[Short task a] Please count the lines in the entries below that contain the string "iron". Case counts. Reply with the number alone.

** Start Given passage **

# Midas M32 Main Out Issue



## LPdan (Sep 27, 2018)

Recently I had a school with an M32 that was getting no output. Input signals were verified on the channel strip level meters, and we could even see signal on the L/R bus on the main display. We verified DCAs, mute groups, BUS 15 and 16 setup, etc. The weird thing is that the Main channel strip was dark, and changing the scribble strip did nothing (it would not illuminate). I was only able to fix things by loading a saved show, which I assume corrected some routing problem, but I would really like to know what I was missing. Any ideas?


----------



## TimMc (Sep 27, 2018)

Channels assigned to a DCA that was either muted, turned off, or turned down. If you assign a channel to more than 1 DCA, *any* DCA that is off or down will effectively mute the channel's post-EQ or post-fader sends.

As for why the Master fader scribble strip wouldn't work... I haven't been able to replicate this problem on the M32 in our shop.

** End Given passage **

[Short task b] Carry on the Midas M32 forum thread above from the point where it stops.

** Start Excerpted data **

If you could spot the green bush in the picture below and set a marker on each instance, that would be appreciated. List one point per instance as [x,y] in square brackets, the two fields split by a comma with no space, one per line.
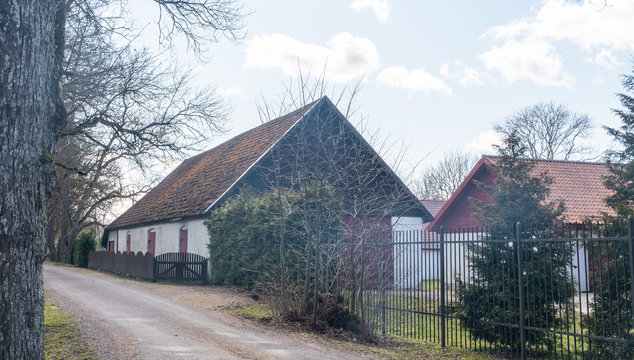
[84,244]
[490,298]
[244,236]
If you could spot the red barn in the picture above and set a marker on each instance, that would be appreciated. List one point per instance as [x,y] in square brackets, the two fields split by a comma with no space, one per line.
[579,184]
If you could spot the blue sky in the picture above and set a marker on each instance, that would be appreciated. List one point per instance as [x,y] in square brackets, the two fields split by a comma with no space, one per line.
[437,74]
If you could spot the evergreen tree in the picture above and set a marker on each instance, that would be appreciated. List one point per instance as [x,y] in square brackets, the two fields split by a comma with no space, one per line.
[611,315]
[621,163]
[489,297]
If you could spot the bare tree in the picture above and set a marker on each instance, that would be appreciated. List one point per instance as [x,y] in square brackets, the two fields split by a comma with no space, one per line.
[125,110]
[32,113]
[550,131]
[441,180]
[322,160]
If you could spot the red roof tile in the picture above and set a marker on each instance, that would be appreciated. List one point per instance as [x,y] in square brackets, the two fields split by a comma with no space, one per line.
[433,206]
[579,184]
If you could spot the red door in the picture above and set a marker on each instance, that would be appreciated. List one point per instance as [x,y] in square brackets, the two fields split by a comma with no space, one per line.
[183,241]
[151,242]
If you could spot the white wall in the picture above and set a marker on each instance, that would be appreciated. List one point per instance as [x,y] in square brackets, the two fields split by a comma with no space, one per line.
[167,237]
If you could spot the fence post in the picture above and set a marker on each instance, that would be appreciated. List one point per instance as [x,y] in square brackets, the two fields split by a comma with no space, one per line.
[383,283]
[154,269]
[630,233]
[442,286]
[520,271]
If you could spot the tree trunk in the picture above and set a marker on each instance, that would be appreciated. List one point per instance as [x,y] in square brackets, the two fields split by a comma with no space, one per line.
[30,113]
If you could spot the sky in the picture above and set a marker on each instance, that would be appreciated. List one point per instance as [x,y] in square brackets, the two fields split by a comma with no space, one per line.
[436,75]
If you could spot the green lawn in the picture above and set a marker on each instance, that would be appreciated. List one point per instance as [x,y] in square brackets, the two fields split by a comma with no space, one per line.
[62,339]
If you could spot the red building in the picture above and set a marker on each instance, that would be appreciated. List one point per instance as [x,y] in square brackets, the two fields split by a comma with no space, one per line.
[579,184]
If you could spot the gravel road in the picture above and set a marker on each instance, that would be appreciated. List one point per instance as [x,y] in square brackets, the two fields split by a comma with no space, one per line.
[135,320]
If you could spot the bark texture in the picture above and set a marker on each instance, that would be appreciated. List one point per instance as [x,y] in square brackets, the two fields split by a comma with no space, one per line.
[29,114]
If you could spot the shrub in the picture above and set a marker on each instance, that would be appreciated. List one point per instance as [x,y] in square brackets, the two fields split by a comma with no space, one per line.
[491,297]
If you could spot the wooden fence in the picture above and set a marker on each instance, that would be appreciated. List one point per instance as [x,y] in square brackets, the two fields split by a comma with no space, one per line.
[133,265]
[181,267]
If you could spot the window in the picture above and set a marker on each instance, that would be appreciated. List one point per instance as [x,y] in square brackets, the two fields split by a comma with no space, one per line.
[151,241]
[182,247]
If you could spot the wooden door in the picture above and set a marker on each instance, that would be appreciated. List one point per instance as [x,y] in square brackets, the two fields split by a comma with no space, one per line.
[151,242]
[183,241]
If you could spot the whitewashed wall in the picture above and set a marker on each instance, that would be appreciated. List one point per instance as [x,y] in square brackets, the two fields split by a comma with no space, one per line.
[408,258]
[167,237]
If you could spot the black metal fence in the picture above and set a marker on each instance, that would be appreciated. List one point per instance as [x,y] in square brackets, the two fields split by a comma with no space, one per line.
[181,267]
[167,267]
[560,293]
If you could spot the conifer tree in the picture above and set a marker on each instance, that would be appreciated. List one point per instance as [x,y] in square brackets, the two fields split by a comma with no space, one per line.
[489,296]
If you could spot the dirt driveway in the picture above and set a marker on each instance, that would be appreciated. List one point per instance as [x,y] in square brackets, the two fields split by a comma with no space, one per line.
[137,320]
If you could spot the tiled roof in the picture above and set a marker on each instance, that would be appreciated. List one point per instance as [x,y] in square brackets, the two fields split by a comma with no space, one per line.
[433,206]
[198,182]
[579,184]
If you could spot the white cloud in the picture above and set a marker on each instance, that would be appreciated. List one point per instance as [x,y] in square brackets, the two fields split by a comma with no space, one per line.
[606,60]
[413,80]
[444,70]
[471,77]
[380,7]
[591,25]
[533,59]
[466,76]
[346,57]
[483,143]
[231,91]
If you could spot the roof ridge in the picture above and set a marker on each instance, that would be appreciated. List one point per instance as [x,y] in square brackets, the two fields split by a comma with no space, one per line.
[553,160]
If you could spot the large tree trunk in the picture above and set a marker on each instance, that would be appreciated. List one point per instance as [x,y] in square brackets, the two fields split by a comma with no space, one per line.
[30,111]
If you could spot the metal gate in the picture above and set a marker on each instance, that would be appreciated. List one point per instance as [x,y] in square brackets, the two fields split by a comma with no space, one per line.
[181,267]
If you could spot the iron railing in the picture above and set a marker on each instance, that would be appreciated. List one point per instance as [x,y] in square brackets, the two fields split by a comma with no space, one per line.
[557,293]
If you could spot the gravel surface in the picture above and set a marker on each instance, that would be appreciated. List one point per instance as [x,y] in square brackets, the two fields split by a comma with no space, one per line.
[128,319]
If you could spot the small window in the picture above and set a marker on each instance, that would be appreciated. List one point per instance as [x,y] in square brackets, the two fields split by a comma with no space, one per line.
[151,241]
[182,247]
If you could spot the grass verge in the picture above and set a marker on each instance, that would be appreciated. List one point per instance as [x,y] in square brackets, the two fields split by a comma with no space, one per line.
[62,339]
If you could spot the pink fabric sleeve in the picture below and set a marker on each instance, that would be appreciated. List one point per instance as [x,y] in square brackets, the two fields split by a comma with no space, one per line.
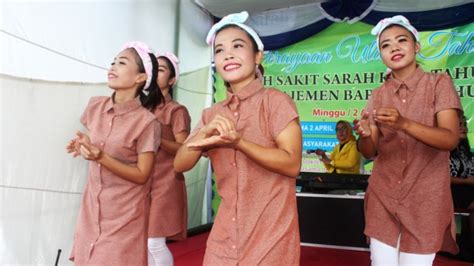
[446,96]
[150,138]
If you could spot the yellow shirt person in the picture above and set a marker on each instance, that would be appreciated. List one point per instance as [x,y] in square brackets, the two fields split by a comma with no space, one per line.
[344,159]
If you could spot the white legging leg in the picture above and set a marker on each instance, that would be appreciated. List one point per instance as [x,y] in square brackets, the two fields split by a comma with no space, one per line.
[382,254]
[158,252]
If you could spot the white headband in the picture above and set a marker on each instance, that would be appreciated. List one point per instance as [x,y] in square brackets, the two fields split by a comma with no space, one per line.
[395,20]
[144,52]
[237,19]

** End Excerpted data **

[Final result a] 1

[Final result b]
Edit ps. Regarding the scribble strip.. and this is one of those "IIRC" things... in the Monitor menu, see if the box "Use Master Fader" is checked. That assigns the PFL/solo to the L/R fader (like a stage monitor mixer) and it will black out the scribble strip box.


----------



## LPdan (Sep 28, 2018)

Thanks for the ideas! Since I loaded the saved show and the problem is gone, I can no longer verify what the issue was, but the "Use Master Fader" sounds probable. I will look for that if this ever happens again.


----------



## Lextech (Sep 28, 2018)

I have had the no output problem once or twice and a simple restart fixed it. I have never had the main channel strip go dark, this would make me want to have it checked out before it happened again.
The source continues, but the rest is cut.